» OBJECTIVE: Without the pictures, set down every line of the data exactly.

» STORED RECORDS:

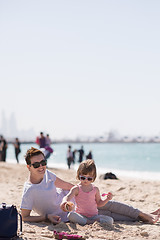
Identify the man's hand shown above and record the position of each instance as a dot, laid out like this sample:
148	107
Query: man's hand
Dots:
54	219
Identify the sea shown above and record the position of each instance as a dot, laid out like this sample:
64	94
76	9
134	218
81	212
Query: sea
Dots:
134	160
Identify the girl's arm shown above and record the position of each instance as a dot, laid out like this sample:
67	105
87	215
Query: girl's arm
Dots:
99	201
63	184
72	193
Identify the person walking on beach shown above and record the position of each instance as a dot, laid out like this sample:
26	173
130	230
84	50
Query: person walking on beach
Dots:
81	154
44	191
69	157
48	141
89	156
17	149
87	197
42	140
3	148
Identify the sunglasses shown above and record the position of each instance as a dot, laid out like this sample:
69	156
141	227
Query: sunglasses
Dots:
87	178
37	164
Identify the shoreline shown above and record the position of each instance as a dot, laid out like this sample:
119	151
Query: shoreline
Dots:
141	175
140	194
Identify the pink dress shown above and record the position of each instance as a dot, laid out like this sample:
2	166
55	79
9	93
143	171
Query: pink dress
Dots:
86	203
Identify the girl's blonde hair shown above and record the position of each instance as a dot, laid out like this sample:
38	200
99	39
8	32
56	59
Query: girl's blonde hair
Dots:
87	167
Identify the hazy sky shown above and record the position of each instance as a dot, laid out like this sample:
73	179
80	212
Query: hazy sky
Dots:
82	67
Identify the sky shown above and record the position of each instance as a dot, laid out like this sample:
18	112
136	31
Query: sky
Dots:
81	68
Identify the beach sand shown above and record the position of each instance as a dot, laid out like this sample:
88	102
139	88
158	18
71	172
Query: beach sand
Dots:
138	193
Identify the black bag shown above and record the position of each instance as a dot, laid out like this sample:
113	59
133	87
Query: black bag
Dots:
9	221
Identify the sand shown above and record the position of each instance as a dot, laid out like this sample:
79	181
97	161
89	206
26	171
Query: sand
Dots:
138	193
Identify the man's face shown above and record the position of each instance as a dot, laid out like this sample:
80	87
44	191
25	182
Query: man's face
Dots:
39	171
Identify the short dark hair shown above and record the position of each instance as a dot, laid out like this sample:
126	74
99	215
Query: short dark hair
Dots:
32	152
87	167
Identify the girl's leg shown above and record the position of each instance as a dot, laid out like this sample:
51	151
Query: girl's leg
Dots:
119	211
104	219
77	218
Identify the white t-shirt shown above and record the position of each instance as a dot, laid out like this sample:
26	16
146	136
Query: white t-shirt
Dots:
44	198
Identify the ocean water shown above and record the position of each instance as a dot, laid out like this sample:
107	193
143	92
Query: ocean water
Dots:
137	160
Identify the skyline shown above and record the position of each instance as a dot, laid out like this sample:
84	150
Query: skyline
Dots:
81	68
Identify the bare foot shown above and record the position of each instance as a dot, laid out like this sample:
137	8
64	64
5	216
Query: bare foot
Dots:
147	218
157	212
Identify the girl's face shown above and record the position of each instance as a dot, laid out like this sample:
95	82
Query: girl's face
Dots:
86	179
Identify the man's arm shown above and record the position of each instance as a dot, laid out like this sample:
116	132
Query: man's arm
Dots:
63	184
27	218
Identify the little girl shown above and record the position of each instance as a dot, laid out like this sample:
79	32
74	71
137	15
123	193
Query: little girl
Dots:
87	197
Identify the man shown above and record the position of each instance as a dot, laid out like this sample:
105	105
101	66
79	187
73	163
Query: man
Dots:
3	149
42	195
40	192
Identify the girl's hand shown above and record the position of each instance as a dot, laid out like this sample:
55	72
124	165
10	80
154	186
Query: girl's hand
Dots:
63	206
54	219
67	206
109	196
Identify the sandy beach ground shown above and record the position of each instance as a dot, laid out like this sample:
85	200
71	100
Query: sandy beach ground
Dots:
138	193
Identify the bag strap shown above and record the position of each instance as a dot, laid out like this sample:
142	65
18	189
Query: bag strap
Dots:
20	223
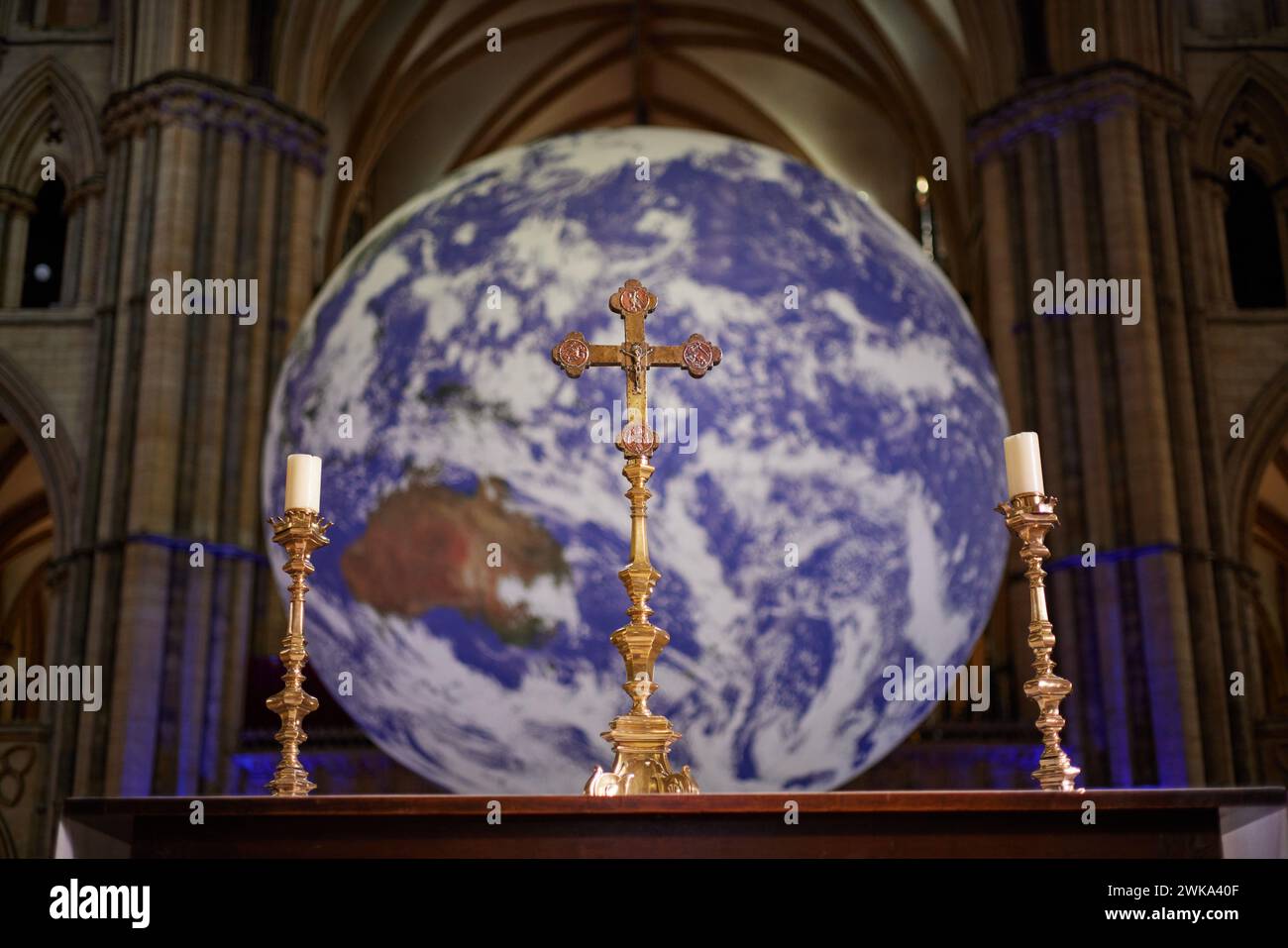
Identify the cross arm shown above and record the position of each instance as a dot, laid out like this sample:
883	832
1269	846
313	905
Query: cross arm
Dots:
575	355
698	356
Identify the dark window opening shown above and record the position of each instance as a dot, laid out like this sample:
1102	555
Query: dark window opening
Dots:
1252	244
259	43
1037	58
47	240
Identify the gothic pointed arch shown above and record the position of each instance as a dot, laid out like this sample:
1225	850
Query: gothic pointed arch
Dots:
1245	114
48	112
24	403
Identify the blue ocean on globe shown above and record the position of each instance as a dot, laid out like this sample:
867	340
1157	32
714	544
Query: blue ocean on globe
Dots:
825	514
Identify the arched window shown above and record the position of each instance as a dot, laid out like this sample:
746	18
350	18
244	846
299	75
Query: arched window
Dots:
47	240
1252	241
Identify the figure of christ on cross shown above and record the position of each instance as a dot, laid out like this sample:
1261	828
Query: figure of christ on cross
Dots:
640	738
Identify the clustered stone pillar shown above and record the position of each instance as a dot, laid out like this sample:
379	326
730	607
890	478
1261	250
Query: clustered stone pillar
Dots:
16	213
1089	174
205	180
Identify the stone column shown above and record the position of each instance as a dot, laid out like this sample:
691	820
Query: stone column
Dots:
20	210
210	183
1077	175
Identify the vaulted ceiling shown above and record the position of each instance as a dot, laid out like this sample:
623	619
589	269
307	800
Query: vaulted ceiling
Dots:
410	90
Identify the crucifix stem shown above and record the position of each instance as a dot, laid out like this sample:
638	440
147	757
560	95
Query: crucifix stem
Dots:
640	738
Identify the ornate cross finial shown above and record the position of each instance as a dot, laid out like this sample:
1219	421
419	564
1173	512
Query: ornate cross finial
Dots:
632	301
640	738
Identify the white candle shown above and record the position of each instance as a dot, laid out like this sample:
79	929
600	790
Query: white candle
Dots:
303	481
1022	464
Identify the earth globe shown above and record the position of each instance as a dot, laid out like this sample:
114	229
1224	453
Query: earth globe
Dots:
823	510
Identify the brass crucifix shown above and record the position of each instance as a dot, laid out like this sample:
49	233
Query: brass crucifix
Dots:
640	738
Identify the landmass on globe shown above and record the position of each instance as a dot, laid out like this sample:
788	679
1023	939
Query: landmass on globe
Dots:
420	553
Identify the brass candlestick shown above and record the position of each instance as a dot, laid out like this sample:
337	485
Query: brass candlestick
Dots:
299	532
640	738
1030	517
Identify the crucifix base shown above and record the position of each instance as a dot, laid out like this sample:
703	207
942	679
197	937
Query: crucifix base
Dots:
640	738
640	763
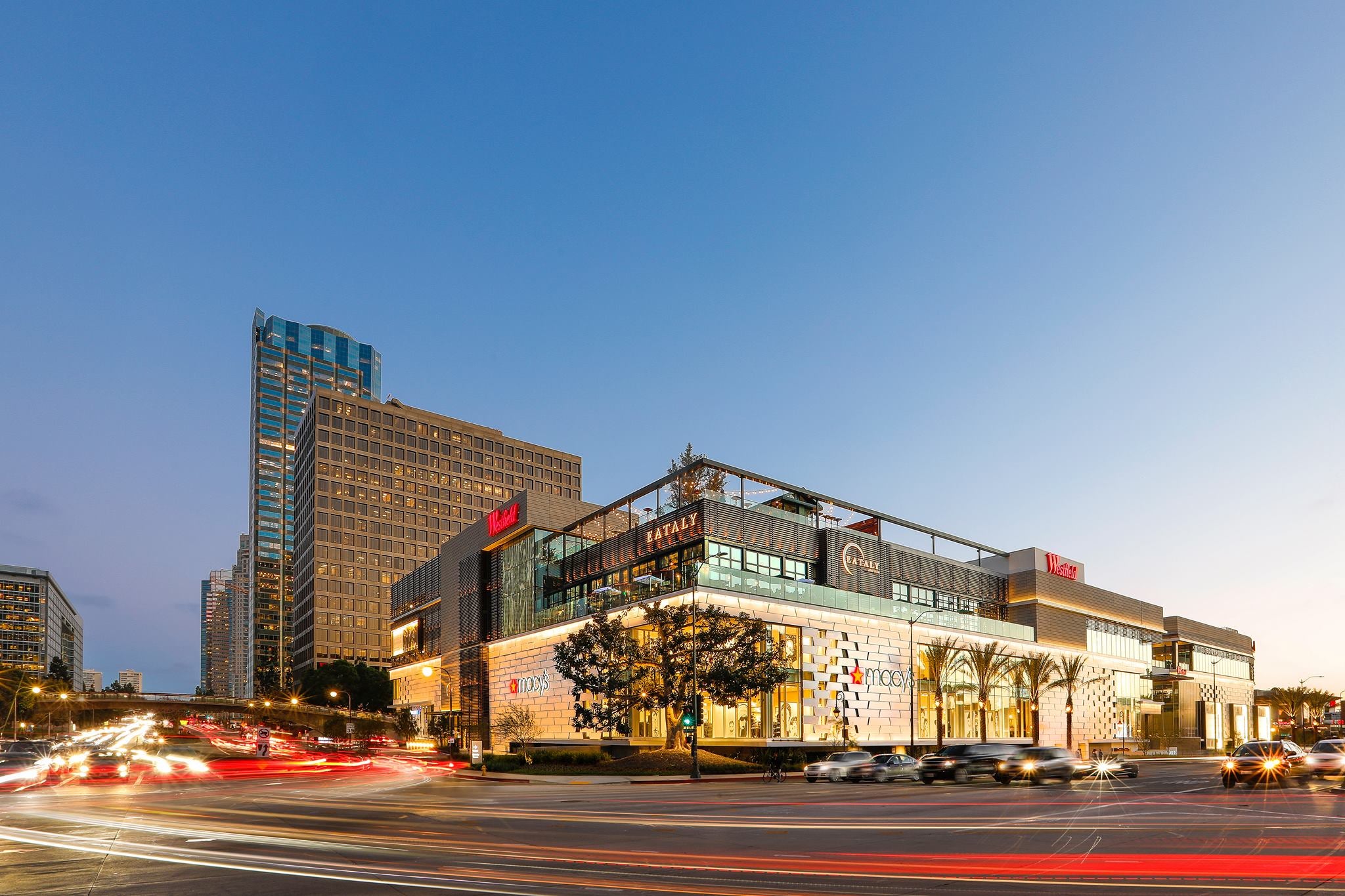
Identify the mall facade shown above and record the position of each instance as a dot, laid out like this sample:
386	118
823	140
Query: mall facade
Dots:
850	605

» SOLUTION:
Identify the man's hand shown above and record the position of each instance as a dot, laid out like this sample:
148	107
Query: man's hand
Dots:
54	219
Identify the sea shown above and record the position of each instance as a dot, laid out like this sample:
64	94
76	9
134	218
81	212
Query: sea
Dots:
134	160
Identify the girl's arm shown above and record the position of each instance as a dot, laid out like this sample:
67	105
87	215
Query: girl's arm
Dots:
99	201
63	184
72	193
Identify the person walking on beach shown above and record the position of each instance as a dot, laid out like this sample:
26	173
130	230
84	50
Query: person walking on beach
Dots:
81	154
44	191
69	157
48	141
89	156
17	149
87	197
42	140
3	148
Identify the sunglasses shown above and record the position of each instance as a dot, laid out like this sample:
69	156
141	227
Query: sunglasses
Dots:
87	178
37	164
Identify the shoreline shown above and record the position of each instance as a dot, laid out like this sample:
119	151
Query: shoreline
Dots:
141	175
140	194
Identify the pink dress shown above and record the position of each instance as a dot, laid out like this sample:
2	166
55	79
9	93
143	171
Query: pink dress
Dots:
86	203
Identify the girl's blonde hair shown above and record the position of each instance as a dot, laid out like this sample:
38	200
99	39
8	32
56	59
Query: girl's blonde hair
Dots:
87	167
Identify the hazy sky shown above and record the position of each instance as a dot, laid out like this sample:
73	179
80	212
Query: hazy sky
Dots:
82	67
Identify the sky shown above and record the position of each instance as a dot, laid out like this sample:
18	112
136	31
Query: sky
Dots:
81	68
Identify the beach sand shown above and record the position of each instance as a dot, laid out like this sample:
88	102
139	88
158	18
71	172
Query: beach sand
Dots:
138	193
Identify the black bag shown above and record the position of each instance as a dot, laid out like this sample:
113	59
133	87
Query: black bag
Dots:
9	221
Identify the sand shown above and record the position of each instance as a dot, laid out like this sample:
79	181
97	161
89	206
26	171
Query: sand
Dots:
138	193
Identify the man's face shown above and record the position of each instance as a dot, laid out like this sample:
80	87
44	191
25	182
Query: man's face
Dots:
39	171
Identify the short dark hair shown above and record the position of each instance as a dot, laid out like this sample:
126	74
99	215
Query: short dark hair
Dots:
32	152
87	167
Identify the girl's leg shown above and record the position of each instance as a dot, laid out like this sample:
51	151
Query: girl's leg
Dots:
119	211
104	219
77	218
Identify the white t-shirt shown above and record the position of each instance as a dot, laid out like this sample:
26	16
146	136
Query: white t-shirt
Dots:
44	198
Identify the ocean water shown above and record the position of each instance as a dot, laid out like this sample:
107	193
143	92
Query: ocean water
Dots:
137	160
Identify the skyline shown above and record the position of each instance as a dot, laid out like this sample:
84	150
Query: skyline
Dots:
81	68
Identify the bare foot shown above and record the position of each instance as a dot, laid out like this sample:
137	8
64	64
5	216
Query: bare foot
Dots:
147	218
157	212
Identify the girl's face shown above and record the position of each instance as a dot, laid out like this sample:
95	82
Query: girl's face
Dots:
86	179
Identify the man's arm shown above and record the position of each instance as a dot, laid out like this sample:
116	132
Query: man's arm
Dots:
63	184
27	218
Identify the little girl shown above and record the position of each instance as a dot, laid out like this sample:
79	32
74	71
137	15
123	193
Query: little girl
Dots:
87	197
Identify the man shown above and record the position of each instance as a dot, laid out like this sample:
105	105
101	66
79	187
73	163
Query: man
Dots:
3	149
42	195
40	192
Identify the girl's hand shown above and record the position of each instance as a dot, laid out like this sample:
55	72
124	165
10	80
154	186
Query: girl's hand
Dots:
63	206
54	219
67	206
109	196
Identify the sandy beach ground shown above and record the position of each instance as a dot, laid out like this sample:
85	200
71	100
Query: sandy beach ground
Dots:
138	193
Identify the bag strap shown above and record the position of each instance as a dot, laid out like this sample:
142	65
18	189
Query: bag strap
Dots:
20	223
Identify the cross arm shown above and record the position of each instance as a dot, laid out like this sample:
883	832
1269	846
313	905
Query: cross arm
Dots:
575	355
698	356
Identify the dark window opening shown above and record the position of each instance as a dot, laid out like this sample:
1102	555
Query: dark window opening
Dots:
1252	244
259	43
1037	58
47	240
Identify the gothic pointed arch shown above and record the position of each instance as a dot, laid out like this sample:
1225	850
Query: gothic pointed arch
Dots:
1245	114
48	112
24	403
Identify the blue ocean on globe shown above and record the position of each instance as a dot, laid out like this sample:
867	340
1157	32
714	544
Query: blue ocean on globe
Dots:
825	514
Identify the arched window shown above and record the position of each instance as a dot, laid out like this sample:
746	18
350	18
244	846
299	75
Query: arched window
Dots:
47	240
1252	241
Identify the figure of christ on cross shown above and record the position of each instance as a dot, laid out like this sample:
1261	828
Query: figure of christ on cross
Dots:
640	738
Identify the clustered stone pillar shown above and record the position of each instance as a dot, laid out like this sample:
379	326
730	607
890	478
1261	250
Query: clustered stone pillar
Dots:
16	213
1089	174
205	180
Identify the stone column shown above and record the position of each instance as a dot, laid out like this sample:
691	820
Query: stone column
Dots:
20	210
210	183
1077	175
Identify the vaulted ceiling shown above and record the position of each instance as a dot, laid out like this sample:
623	619
589	269
307	800
Query: vaulted ceiling
Dots:
410	90
Identify the crucifix stem shown above and record the position of each instance as a dot, laid out like this sample:
638	440
147	757
560	95
Query: crucifix stem
Dots:
640	738
Identify the ornate cross finial shown above and record the position of each instance as a dot, laid out like this sample:
1219	421
419	564
1173	512
Query: ornate cross finial
Dots:
632	301
640	738
Identify the white candle shown above and record the position of each instance as a dot, laid out like this sample:
79	929
600	790
Query: white candle
Dots:
303	481
1022	464
Identify the earth globe shown above and record the position of each instance as a dot, laid out like this sample:
114	229
1224	453
Query: earth globe
Dots:
823	510
Identify the brass crucifix shown above and record the position of each instance as a dot, laid out like this sample:
49	233
Query: brass crucifix
Dots:
640	738
Identify the landmass on globe shown above and record the position of each instance as a dot, laid out like this sample:
788	679
1023	939
Query: landmass on globe
Dots:
420	553
Identify the brass candlestick shown above and record the position of each instance as a dot, laid out like this sample:
337	485
Query: brass candlestick
Dots:
299	532
640	738
1030	517
Identify the crucifix base shown above and record the position of each instance as a dot, laid out like this sample:
703	207
942	679
197	937
Query: crucifix base
Dots:
640	738
640	763
Identify the mall facade shown above and record the position of each instance as a dot, laid out like this sample:
386	118
823	140
Query: mall facade
Dots:
850	605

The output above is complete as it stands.